Provided entries -
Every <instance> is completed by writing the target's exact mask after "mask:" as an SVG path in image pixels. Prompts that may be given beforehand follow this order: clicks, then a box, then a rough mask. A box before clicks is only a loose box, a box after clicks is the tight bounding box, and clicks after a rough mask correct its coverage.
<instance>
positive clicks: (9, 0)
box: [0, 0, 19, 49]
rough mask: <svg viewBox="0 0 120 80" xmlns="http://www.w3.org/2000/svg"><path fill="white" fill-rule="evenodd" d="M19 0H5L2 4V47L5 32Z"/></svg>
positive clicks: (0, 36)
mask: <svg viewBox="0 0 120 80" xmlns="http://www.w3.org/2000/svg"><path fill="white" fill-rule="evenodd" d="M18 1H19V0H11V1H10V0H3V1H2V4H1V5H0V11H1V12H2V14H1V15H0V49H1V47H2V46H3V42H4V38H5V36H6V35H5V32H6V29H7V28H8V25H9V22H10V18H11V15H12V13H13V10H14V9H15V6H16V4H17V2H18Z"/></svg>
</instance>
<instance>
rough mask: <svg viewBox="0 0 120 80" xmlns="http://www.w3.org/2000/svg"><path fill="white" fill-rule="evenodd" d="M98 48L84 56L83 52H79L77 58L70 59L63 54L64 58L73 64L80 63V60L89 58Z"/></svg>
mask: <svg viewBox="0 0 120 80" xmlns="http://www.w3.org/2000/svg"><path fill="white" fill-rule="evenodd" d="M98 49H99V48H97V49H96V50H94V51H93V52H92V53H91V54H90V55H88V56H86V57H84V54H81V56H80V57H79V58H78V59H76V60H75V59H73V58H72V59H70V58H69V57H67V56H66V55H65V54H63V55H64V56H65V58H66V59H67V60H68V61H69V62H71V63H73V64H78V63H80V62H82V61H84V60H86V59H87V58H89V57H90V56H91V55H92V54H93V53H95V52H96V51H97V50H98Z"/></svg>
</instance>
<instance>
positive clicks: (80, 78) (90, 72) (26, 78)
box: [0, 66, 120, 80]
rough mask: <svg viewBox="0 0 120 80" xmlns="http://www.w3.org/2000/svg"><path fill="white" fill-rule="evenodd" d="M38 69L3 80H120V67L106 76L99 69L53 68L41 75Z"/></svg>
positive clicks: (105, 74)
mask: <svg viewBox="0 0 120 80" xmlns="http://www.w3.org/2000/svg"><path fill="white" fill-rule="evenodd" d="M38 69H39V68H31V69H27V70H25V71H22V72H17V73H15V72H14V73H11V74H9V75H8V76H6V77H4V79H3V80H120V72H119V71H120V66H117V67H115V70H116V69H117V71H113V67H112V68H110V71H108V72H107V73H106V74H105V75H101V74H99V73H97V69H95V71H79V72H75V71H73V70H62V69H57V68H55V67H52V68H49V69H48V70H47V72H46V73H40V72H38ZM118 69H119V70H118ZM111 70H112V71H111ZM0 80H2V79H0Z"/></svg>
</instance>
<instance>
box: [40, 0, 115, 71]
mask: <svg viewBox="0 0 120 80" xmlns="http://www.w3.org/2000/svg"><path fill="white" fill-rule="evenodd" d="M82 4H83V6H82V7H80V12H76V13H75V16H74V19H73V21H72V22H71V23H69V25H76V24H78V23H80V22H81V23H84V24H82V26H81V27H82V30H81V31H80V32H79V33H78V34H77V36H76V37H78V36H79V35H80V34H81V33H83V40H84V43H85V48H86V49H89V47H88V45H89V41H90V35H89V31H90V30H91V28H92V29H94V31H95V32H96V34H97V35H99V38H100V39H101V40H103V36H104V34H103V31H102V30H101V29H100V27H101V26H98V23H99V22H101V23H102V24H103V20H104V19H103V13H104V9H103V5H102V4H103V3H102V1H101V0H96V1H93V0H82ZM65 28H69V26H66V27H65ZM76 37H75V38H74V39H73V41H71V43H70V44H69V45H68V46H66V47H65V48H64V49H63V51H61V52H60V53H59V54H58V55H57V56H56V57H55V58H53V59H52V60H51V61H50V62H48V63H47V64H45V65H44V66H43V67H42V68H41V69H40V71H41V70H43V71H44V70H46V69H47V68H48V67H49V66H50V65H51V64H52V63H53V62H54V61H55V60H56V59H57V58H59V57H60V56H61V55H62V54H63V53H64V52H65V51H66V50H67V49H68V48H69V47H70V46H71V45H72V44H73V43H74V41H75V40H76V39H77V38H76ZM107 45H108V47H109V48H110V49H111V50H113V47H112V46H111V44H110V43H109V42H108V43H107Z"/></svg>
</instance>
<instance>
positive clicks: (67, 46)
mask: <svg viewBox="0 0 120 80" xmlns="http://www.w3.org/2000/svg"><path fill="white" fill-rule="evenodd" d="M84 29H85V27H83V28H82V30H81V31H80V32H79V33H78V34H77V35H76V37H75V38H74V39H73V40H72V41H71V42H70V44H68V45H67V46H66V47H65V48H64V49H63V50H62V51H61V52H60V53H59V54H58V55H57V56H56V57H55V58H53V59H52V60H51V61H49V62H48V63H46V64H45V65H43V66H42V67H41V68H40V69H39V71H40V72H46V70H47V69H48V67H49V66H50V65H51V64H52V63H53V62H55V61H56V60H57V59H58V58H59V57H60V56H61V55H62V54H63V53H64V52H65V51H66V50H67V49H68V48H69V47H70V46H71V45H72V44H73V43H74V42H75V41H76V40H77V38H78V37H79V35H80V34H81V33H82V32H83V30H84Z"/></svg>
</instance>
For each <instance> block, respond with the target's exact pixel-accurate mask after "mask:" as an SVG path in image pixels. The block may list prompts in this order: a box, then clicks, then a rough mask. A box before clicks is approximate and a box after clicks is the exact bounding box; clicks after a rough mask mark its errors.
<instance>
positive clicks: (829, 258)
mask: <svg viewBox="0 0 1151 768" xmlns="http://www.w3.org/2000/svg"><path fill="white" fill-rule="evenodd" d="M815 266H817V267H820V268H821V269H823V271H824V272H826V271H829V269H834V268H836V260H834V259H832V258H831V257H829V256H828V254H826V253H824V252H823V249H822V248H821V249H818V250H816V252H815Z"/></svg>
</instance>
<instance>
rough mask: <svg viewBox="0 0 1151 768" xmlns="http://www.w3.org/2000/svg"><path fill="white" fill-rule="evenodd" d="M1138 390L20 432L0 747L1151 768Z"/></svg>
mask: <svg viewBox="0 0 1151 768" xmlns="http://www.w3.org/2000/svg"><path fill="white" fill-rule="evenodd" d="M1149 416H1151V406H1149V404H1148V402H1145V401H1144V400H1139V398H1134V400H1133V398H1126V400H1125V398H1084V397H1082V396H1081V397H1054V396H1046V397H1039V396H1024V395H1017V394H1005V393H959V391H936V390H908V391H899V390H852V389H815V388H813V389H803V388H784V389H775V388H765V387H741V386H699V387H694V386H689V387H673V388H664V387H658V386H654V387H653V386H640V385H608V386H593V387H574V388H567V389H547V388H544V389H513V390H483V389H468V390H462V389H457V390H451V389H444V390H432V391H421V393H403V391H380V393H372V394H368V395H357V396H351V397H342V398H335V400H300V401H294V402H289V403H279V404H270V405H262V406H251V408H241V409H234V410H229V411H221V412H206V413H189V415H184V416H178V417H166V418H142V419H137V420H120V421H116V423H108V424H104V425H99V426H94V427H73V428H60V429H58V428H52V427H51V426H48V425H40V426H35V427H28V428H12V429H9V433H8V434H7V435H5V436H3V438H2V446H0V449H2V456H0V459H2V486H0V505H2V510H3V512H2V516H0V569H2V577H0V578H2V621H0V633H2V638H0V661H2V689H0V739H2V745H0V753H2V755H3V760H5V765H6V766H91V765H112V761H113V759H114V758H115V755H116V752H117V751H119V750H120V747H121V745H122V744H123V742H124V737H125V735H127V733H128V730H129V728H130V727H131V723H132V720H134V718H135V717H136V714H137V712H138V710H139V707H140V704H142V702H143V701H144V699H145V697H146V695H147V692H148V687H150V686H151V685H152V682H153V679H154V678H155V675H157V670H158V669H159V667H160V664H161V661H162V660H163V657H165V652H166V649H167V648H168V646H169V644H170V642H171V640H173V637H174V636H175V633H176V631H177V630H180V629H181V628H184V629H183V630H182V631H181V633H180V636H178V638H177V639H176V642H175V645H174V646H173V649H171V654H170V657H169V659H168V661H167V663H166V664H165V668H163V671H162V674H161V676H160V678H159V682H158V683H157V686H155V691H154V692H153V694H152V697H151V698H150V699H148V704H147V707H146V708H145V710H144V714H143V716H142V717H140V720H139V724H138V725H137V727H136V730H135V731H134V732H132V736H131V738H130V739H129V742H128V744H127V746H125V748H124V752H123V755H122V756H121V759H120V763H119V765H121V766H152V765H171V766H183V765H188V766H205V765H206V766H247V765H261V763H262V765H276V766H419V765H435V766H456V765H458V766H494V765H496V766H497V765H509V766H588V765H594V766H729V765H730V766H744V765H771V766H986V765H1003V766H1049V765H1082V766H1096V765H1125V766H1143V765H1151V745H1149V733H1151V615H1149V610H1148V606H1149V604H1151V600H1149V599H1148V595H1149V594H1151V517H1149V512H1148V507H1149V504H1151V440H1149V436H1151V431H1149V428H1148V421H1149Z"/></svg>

What you have to do - Please print the data above exactly, from its first line up to and including the line that contains "box: [0, 0, 19, 49]".

Solution -
Every <instance> is completed by writing the target's exact mask after "mask:" as an SVG path in image pixels. Prompts that may be given beforehand follow this order: clicks, then a box, then a rough mask. A box before clicks is only a loose box, a box after clicks is the tight bounding box, and clicks after a rough mask correct its coverage.
<instance>
positive clicks: (9, 0)
box: [0, 0, 19, 49]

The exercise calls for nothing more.